Zitierter Text:
'''
Unaufhörlich betont Carlyle die Wahrheiten des Islam, die überlegene Glaubensgewissheit
und Lebensführung, seinen hohen moralischen Anspruch, seine tiefen Einsichten usw.
Zu Carlyles Zeit waren nicht nur die bekannten westlichen Stereotype über den Orient
vorherrschend: Dem typisch dekadenten, verweichlichten Orientalen stand andererseits der
edle Wüstenbeduine gegenüber, dessen Gastfreundschaft und Freiheitsdrang man bewunderte.
Er blieb jedoch der Andere, der Fremde, dem sich nur wenige abenteuerliche oder
vermögende Europäer tatsächlich nähern konnten.
Als ungewöhnliches Kind seiner Zeit schönt Carlyle zumindest an keiner Stelle sein
aufrichtiges Bild des Islam. Dies muss man ihm zugute halten. Der Islam ist bei ihm nicht
etwa die letztgültige Botschaft Gottes an die Menschen, sondern die raue, schlichte
Botschaft eines analphabetischen, beinahe wilden Einzelnen, der ihm jedoch
aufrichtig und bewundernswert erschien. Er schrieb immer in der Annahme, dass seine Leser
niemals in Gefahr stünden zu Mohammedanern zu werden.
Vor diesem zeittypischen geistigen Hintergrund, dem auch Carlyle sich nicht entziehen
konnte, erscheint es umso erstaunlicher, dass er sich der landläufigen konventionellen
christlichen Verleumdung des Propheten, Allah segne ihn und gebe ihm Frieden, als
Anti-Christen usw. nicht anschloss, ja dieser charaktervoll widersprach. Trotz aller
zeitbedingten Hindernisse und der vehementen Gegnerschaft seiner Zeit zum Islam, konnte er
im Propheten Muhammad und in seiner Botschaft nur Gutes erkennen.
Die Eigenschaften eines unerschrockenen Calvinisten, der sich um die Meinungen seiner
Zeitgenossen nicht kümmerte, sondern nach Wahrheit und einer ehrenhaften,
gottesfürchtigen Lebensführung strebte, schützten ihn vor der haltlosen Kritik vieler
Nichtmuslime. Carlyle war zweifellos davon überzeugt, dass der Prophet ein aufrichtiger
Mann war, ohne die geringste Spur von persönlicher Motivation oder Falschheit. Ein
falscher Mann gründete eine Religion? Wie soll das gehen, wo doch kein falscher Mann auch
nur ein Steinhaus bauen kann! Sein Haus würde sicherlich keine vierzehn
Jahrhunderte stehen bleiben, sondern wäre längst verfallen.
Was Carlyle über den Propheten wusste, das gab er auf eine sehr positive, klare und faire
Art und Weise wieder. Seine Beschreibung der äußeren Erscheinung des Propheten, sein
Leben und seine Ehe mit Khadidscha sind auf anrührende Weise gelungen. Wenn Carlyle den
Islam an anderer Stelle gar ein verschnittenes Christentum, aber von lebendiger Art
nennt, so darf man diese Aussage nicht etwa als Beleidigung des Islam sehen, sondern muss
es vor dem Hintergund der aggressiven und selbstsicheren Attitude des Christentums seines
Jahrhunderts geradezu als Lob auffassen! Seine höchste Anerkennung des Islam sprach
Carlyle mit den Worten aus, wonach Islam die eigentliche Seele des Christentums
sei.
'''
Zu erledigen:
A. Fassen Sie den zitierten Text über Carlyle in zwei Sätzen zusammen.
B. Stellen Sie die Zeilen der Auflistung von der Zeile mit „point: recessed ceiling“ bis zum Ende der Auflistung, beide Enden eingeschlossen, als nummerierte Liste ohne Leerzeilen dar.
Der zitierte Text und die Auflistung sind voneinander unabhängiges Material.

Quellenmaterial:
'''
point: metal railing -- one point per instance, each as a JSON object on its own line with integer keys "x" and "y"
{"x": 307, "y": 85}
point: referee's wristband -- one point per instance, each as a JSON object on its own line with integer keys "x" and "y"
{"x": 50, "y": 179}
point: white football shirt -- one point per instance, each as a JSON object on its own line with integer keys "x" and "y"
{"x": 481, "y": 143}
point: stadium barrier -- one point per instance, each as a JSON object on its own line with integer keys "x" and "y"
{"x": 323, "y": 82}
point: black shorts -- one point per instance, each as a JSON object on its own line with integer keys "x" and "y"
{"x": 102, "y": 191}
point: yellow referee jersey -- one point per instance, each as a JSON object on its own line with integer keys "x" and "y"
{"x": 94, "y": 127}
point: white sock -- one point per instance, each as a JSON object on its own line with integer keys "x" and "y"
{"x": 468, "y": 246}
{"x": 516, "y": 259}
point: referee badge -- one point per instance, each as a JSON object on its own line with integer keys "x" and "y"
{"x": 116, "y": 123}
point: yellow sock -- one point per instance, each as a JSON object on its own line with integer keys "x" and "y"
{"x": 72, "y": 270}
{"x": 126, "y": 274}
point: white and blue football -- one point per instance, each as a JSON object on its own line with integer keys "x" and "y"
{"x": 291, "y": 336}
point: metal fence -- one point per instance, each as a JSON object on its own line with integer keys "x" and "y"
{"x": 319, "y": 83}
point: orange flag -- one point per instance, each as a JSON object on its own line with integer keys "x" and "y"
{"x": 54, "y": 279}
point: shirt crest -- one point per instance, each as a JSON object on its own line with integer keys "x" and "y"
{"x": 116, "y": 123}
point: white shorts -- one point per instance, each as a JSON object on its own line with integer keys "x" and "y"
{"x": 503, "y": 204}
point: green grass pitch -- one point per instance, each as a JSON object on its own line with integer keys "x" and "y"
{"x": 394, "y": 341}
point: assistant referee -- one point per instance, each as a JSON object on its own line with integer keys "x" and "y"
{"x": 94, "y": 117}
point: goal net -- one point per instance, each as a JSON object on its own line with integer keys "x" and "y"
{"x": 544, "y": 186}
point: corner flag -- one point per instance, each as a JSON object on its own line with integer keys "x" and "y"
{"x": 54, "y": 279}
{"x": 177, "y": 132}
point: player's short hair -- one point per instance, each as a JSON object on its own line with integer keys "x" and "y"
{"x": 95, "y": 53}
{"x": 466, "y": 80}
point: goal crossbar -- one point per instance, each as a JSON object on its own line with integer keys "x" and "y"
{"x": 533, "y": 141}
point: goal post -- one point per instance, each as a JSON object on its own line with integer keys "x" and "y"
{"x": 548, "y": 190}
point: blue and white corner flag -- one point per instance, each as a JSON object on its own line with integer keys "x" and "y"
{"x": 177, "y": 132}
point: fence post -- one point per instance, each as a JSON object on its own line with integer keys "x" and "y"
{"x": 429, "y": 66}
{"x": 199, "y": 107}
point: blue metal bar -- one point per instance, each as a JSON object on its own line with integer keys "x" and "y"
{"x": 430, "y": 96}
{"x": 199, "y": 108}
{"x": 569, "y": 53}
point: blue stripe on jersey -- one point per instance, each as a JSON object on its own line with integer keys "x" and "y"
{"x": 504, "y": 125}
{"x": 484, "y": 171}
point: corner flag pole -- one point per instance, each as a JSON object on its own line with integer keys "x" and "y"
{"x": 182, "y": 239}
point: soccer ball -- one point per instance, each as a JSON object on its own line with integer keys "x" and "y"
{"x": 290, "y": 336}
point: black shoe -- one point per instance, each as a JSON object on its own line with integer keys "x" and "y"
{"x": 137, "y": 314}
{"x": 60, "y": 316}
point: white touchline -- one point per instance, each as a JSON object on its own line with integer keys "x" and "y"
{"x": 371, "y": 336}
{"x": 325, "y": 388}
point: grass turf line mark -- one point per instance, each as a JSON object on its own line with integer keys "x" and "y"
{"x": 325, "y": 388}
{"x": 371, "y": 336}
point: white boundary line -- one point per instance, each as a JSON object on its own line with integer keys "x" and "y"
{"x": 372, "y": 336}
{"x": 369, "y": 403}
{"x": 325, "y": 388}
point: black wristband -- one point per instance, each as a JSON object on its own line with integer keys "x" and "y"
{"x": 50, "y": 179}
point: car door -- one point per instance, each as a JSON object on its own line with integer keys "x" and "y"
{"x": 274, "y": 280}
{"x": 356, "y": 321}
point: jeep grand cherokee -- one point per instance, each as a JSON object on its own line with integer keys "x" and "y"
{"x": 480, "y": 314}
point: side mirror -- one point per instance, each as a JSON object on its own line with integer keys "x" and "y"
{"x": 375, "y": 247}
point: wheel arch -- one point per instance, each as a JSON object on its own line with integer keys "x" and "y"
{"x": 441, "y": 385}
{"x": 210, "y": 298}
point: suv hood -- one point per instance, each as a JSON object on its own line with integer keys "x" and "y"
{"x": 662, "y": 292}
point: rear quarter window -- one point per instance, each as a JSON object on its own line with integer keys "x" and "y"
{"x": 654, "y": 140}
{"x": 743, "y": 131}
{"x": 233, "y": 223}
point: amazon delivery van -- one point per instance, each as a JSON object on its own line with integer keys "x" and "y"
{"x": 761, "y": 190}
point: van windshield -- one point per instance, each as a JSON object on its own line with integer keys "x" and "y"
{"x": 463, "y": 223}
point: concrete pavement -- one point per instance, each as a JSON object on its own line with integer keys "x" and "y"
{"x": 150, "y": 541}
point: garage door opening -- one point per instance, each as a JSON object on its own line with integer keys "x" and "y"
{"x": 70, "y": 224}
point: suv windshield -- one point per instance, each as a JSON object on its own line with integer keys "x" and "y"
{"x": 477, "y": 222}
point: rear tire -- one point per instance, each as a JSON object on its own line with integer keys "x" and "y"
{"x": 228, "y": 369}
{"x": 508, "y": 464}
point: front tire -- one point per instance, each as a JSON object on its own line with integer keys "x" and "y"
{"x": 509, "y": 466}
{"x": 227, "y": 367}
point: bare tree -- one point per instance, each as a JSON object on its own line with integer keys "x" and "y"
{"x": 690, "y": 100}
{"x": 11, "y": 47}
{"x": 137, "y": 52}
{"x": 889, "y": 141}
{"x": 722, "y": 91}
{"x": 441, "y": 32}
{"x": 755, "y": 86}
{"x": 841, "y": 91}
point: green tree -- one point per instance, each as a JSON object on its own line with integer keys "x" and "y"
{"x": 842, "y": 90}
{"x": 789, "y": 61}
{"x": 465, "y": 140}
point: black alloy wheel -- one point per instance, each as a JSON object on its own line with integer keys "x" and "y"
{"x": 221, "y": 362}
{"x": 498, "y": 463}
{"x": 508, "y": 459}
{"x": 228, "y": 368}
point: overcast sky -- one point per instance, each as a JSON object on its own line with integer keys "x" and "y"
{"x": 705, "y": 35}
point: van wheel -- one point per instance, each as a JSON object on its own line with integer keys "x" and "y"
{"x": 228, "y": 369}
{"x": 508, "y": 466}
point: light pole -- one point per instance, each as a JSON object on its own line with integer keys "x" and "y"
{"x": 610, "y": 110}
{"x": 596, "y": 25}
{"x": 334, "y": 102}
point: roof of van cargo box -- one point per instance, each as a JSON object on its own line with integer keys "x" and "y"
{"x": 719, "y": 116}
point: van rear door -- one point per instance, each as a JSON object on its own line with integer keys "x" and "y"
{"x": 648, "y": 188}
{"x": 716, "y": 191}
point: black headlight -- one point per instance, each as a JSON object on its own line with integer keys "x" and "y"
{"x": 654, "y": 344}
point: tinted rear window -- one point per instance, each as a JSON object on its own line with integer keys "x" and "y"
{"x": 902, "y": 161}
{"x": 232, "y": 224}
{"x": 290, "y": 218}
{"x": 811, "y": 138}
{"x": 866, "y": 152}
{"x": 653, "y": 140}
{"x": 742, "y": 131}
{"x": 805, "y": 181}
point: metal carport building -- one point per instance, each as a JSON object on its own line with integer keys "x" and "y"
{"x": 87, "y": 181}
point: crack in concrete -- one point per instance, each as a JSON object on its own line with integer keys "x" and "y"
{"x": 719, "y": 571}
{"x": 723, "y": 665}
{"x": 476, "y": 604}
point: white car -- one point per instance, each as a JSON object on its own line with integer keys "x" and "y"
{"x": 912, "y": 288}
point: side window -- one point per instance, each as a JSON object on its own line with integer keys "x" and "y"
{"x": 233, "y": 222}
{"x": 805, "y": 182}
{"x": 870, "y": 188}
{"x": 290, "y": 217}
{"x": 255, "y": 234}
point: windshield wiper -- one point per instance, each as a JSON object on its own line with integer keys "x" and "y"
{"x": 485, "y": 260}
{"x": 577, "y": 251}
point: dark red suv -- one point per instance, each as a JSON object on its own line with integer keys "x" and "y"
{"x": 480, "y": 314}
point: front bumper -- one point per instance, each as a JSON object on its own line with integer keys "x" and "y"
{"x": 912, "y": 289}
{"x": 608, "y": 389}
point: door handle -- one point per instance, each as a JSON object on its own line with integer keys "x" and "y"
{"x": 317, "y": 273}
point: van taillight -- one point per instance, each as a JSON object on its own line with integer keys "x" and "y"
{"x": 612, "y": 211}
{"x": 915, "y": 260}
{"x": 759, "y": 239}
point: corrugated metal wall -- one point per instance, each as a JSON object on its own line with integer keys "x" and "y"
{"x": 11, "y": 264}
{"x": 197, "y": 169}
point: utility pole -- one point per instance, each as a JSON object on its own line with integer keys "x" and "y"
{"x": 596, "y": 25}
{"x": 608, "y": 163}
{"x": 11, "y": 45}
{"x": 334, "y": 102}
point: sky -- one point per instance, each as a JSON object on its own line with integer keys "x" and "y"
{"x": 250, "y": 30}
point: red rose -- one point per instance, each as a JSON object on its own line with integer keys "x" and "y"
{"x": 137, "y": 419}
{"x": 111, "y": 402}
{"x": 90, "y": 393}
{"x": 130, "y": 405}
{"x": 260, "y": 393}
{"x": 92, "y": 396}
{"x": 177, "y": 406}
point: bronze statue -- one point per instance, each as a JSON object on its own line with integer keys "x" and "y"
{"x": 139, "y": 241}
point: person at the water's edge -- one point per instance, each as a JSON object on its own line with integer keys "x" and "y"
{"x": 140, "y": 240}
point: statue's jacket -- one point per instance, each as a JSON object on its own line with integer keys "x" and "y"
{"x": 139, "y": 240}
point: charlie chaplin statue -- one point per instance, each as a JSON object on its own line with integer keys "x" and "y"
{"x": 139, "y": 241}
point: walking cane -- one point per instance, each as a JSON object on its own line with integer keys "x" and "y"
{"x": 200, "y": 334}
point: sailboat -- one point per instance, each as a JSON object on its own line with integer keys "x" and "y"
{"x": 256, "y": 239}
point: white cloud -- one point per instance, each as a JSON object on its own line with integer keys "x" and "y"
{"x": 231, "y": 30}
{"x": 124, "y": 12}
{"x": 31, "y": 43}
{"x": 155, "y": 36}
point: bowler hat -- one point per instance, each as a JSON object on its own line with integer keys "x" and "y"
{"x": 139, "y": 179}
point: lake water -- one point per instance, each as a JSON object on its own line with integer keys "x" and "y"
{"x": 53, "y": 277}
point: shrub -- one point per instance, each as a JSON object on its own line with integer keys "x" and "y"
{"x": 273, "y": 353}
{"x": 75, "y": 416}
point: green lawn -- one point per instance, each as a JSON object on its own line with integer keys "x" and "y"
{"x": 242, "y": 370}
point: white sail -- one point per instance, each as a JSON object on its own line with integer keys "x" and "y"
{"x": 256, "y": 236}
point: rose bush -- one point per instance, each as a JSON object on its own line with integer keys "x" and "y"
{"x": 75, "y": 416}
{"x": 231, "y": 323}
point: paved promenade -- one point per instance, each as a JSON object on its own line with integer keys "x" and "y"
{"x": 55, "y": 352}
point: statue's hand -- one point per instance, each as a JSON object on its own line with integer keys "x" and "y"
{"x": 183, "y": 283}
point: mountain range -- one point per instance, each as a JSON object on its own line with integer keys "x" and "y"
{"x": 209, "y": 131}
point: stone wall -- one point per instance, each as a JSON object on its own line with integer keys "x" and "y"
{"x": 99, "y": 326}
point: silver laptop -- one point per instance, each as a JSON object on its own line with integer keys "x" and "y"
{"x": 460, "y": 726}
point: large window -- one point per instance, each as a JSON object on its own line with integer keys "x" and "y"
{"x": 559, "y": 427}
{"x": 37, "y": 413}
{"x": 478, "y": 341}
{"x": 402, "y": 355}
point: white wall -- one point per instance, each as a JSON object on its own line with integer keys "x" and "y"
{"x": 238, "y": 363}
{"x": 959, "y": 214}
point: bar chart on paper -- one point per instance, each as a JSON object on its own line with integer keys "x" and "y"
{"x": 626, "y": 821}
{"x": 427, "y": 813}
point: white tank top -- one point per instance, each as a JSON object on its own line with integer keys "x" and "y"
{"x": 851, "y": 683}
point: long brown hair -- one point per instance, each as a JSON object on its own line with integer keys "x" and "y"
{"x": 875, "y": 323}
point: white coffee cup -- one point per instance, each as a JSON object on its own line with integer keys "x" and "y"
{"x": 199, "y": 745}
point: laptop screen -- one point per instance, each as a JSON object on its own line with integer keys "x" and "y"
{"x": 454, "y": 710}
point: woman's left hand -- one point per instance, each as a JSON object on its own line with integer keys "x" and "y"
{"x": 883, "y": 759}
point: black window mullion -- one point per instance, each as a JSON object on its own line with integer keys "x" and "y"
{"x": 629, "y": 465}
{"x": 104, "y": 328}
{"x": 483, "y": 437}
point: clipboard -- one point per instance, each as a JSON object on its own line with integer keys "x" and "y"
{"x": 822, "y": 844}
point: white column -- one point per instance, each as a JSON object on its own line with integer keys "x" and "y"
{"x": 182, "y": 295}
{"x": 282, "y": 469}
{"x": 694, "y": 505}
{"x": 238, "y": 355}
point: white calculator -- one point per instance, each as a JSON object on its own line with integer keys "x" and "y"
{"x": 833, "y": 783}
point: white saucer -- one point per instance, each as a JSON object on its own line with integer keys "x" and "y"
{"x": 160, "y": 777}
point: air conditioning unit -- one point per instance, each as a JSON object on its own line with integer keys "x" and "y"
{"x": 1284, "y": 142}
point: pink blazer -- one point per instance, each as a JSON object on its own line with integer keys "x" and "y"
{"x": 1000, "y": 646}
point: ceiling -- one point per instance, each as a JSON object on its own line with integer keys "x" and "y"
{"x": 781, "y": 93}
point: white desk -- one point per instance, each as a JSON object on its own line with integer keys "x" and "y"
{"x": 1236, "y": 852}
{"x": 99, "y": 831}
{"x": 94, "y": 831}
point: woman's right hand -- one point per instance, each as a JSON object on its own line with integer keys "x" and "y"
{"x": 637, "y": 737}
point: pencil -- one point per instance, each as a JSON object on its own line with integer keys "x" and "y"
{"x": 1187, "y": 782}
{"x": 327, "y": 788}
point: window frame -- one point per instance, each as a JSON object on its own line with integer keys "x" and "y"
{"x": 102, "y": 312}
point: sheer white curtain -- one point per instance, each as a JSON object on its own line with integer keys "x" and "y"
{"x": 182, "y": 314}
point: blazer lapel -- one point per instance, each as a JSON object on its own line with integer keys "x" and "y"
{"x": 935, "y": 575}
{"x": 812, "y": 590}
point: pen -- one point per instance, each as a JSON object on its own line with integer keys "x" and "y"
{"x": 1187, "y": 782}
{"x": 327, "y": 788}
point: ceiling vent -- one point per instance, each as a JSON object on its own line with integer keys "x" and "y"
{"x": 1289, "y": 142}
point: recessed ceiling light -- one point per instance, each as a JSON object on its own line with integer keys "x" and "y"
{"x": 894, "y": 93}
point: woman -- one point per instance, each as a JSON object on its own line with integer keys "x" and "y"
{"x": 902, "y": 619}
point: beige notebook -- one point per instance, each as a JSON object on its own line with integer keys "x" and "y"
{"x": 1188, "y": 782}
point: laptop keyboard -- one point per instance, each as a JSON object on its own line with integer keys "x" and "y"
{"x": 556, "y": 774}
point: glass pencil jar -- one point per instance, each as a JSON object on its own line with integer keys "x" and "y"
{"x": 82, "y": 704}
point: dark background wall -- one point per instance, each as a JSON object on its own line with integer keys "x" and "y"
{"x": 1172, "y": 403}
'''
Gegebene Antworten:
A. Carlyle sah den Islam als raue, schlichte Botschaft eines beinahe wilden Einzelnen und nicht als letztgültige Botschaft Gottes. Dennoch widersprach er der verbreiteten christlichen Verleumdung des Propheten, hielt ihn für einen aufrichtigen Mann ohne Falschheit, gab sein Wissen über ihn positiv und fair wieder und nannte den Islam sogar die eigentliche Seele des Christentums.

B.
1. point: recessed ceiling light -- one point per instance, each as a JSON object on its own line with integer keys "x" and "y"
2. {"x": 894, "y": 93}
3. point: woman -- one point per instance, each as a JSON object on its own line with integer keys "x" and "y"
4. {"x": 902, "y": 619}
5. point: beige notebook -- one point per instance, each as a JSON object on its own line with integer keys "x" and "y"
6. {"x": 1188, "y": 782}
7. point: laptop keyboard -- one point per instance, each as a JSON object on its own line with integer keys "x" and "y"
8. {"x": 556, "y": 774}
9. point: glass pencil jar -- one point per instance, each as a JSON object on its own line with integer keys "x" and "y"
10. {"x": 82, "y": 704}
11. point: dark background wall -- one point per instance, each as a JSON object on its own line with integer keys "x" and "y"
12. {"x": 1172, "y": 403}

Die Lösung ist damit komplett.